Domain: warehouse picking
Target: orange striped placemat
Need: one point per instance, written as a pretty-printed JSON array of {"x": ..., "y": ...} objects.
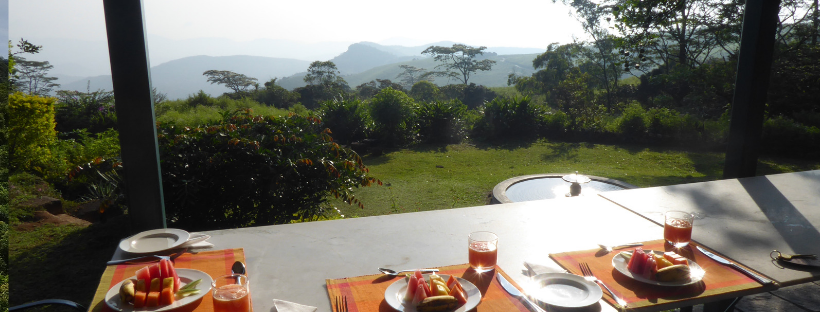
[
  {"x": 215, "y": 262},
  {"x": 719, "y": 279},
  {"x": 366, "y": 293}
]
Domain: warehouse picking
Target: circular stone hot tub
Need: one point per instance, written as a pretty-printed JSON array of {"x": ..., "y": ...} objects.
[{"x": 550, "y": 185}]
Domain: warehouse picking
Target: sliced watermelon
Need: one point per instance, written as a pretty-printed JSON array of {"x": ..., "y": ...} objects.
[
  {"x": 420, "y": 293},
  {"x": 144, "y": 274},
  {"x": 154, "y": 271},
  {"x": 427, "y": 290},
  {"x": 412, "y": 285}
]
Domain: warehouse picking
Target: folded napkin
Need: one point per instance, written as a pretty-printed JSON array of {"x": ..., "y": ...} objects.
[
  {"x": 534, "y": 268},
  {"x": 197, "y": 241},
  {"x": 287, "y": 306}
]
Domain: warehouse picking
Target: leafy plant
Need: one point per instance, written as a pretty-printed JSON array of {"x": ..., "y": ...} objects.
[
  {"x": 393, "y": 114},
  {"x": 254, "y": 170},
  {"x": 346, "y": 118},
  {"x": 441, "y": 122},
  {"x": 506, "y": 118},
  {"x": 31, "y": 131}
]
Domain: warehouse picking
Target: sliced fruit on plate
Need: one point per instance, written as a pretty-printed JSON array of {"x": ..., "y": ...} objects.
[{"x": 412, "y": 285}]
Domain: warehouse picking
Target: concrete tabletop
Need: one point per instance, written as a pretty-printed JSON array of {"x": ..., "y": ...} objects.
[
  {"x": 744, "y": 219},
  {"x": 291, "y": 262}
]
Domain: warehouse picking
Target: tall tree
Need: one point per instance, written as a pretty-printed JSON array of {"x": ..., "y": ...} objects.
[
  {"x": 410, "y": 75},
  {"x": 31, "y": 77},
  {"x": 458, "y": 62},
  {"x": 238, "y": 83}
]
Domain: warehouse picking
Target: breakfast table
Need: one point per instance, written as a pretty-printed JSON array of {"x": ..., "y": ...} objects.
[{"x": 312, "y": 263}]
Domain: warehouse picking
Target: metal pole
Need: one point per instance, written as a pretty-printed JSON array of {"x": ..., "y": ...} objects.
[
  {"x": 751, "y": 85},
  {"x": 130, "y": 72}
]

- - -

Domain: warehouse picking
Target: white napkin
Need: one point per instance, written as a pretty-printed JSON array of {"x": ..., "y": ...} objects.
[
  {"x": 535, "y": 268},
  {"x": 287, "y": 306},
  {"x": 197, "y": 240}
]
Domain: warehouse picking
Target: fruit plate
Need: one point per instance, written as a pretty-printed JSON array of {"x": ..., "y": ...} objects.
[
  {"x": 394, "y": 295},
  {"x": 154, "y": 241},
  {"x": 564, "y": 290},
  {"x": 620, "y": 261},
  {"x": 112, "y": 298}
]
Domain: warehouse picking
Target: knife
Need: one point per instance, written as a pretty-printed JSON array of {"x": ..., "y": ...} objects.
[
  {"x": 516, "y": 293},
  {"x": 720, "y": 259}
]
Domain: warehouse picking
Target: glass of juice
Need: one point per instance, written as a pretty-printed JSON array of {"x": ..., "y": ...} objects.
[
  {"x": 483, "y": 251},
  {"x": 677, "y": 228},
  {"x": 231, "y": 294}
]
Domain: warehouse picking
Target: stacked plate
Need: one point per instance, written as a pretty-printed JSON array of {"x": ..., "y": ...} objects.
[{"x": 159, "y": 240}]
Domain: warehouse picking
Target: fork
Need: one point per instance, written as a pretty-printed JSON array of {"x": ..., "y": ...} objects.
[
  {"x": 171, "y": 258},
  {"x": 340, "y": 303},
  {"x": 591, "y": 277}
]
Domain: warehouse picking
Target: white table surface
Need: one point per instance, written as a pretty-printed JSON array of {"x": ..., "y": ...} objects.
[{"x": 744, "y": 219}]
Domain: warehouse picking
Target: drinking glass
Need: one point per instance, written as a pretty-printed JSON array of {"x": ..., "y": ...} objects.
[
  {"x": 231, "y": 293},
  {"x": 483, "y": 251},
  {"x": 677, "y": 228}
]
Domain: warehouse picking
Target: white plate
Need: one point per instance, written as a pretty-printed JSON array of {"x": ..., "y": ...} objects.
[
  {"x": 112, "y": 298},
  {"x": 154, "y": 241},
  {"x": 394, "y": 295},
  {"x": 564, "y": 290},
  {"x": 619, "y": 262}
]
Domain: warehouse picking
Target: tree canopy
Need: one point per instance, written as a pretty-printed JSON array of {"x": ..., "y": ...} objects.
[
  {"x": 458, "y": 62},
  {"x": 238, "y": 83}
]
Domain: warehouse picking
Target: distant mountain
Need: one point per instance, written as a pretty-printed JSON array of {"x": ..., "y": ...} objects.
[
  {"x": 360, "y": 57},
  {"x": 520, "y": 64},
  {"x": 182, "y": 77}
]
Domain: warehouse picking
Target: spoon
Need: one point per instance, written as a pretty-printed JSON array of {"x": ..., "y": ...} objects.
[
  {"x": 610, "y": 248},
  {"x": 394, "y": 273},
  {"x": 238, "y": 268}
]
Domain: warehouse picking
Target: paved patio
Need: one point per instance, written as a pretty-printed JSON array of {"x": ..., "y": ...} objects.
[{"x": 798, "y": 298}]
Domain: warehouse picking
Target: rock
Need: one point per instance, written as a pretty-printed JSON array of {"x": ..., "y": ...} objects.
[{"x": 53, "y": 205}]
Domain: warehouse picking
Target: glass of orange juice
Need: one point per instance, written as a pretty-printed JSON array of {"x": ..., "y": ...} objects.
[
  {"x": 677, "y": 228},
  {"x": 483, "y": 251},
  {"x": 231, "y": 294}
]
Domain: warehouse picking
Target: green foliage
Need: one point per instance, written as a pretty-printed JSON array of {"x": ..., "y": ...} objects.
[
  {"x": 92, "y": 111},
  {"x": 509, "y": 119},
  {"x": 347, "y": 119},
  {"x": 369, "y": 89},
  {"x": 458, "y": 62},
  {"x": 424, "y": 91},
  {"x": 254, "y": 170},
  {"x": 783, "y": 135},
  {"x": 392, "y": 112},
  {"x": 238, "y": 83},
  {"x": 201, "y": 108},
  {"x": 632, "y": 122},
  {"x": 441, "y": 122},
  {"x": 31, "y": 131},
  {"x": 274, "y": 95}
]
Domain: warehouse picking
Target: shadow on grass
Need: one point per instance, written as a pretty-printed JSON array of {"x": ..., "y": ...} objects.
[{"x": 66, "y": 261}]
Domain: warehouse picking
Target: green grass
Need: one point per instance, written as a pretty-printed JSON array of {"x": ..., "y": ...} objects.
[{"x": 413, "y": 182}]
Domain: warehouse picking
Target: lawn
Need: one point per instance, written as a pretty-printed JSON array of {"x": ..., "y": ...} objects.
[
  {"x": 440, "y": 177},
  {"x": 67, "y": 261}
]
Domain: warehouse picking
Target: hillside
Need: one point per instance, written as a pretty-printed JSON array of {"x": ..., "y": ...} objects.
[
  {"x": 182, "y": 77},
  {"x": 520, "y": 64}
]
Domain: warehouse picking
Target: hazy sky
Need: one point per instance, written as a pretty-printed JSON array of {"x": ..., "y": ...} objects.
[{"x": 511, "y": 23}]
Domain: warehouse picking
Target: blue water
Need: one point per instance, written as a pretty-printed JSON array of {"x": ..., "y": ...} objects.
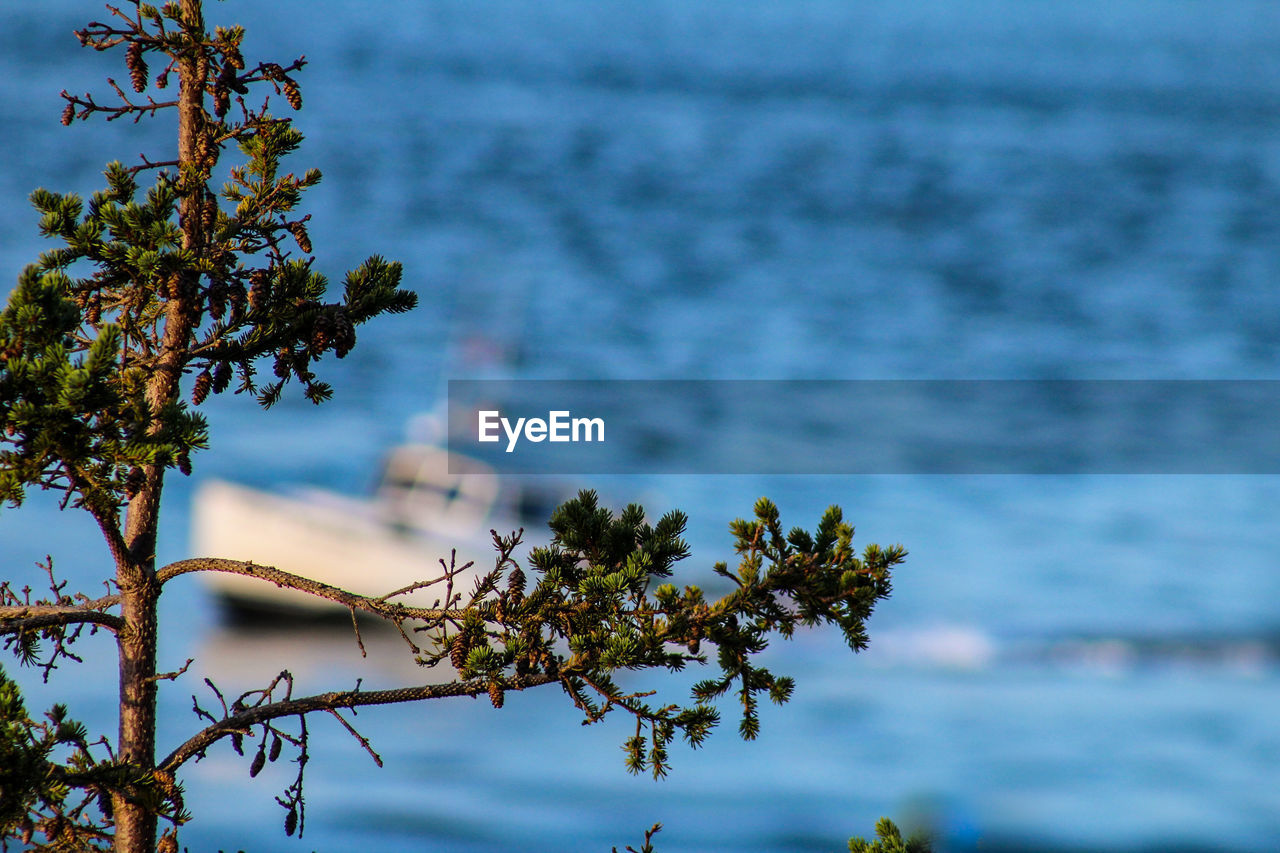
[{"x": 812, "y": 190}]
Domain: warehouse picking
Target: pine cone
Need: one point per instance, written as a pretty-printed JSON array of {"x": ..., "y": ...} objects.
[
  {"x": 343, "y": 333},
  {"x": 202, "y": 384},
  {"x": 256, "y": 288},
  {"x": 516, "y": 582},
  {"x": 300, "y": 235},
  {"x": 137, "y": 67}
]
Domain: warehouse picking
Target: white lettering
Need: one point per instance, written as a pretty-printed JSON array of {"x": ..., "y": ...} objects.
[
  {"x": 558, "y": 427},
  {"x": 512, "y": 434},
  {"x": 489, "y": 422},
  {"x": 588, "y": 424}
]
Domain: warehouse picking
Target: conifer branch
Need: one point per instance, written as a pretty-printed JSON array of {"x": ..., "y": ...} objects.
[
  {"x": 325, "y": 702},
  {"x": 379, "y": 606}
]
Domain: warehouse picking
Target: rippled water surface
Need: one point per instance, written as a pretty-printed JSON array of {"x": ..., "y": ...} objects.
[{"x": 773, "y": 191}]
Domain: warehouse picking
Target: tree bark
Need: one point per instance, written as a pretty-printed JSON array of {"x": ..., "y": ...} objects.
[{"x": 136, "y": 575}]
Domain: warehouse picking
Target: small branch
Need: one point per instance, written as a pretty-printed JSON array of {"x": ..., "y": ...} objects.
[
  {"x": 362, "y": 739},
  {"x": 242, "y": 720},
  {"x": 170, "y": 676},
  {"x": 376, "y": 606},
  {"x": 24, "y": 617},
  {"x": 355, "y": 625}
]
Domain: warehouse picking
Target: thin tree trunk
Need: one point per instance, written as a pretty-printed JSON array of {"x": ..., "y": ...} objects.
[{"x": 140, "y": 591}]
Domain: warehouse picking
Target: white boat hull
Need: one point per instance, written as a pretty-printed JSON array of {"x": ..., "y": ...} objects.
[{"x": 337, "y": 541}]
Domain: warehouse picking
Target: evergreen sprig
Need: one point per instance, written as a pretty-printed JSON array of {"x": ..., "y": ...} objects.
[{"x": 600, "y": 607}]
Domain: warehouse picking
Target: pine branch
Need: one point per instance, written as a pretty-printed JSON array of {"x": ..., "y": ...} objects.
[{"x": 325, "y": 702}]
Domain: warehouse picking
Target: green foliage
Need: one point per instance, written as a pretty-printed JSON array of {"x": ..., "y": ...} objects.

- - -

Extract each line of the data above that contains the string "branch". Case counts.

## Answer to this task
Target: conifer branch
Target: small branch
Target: pine branch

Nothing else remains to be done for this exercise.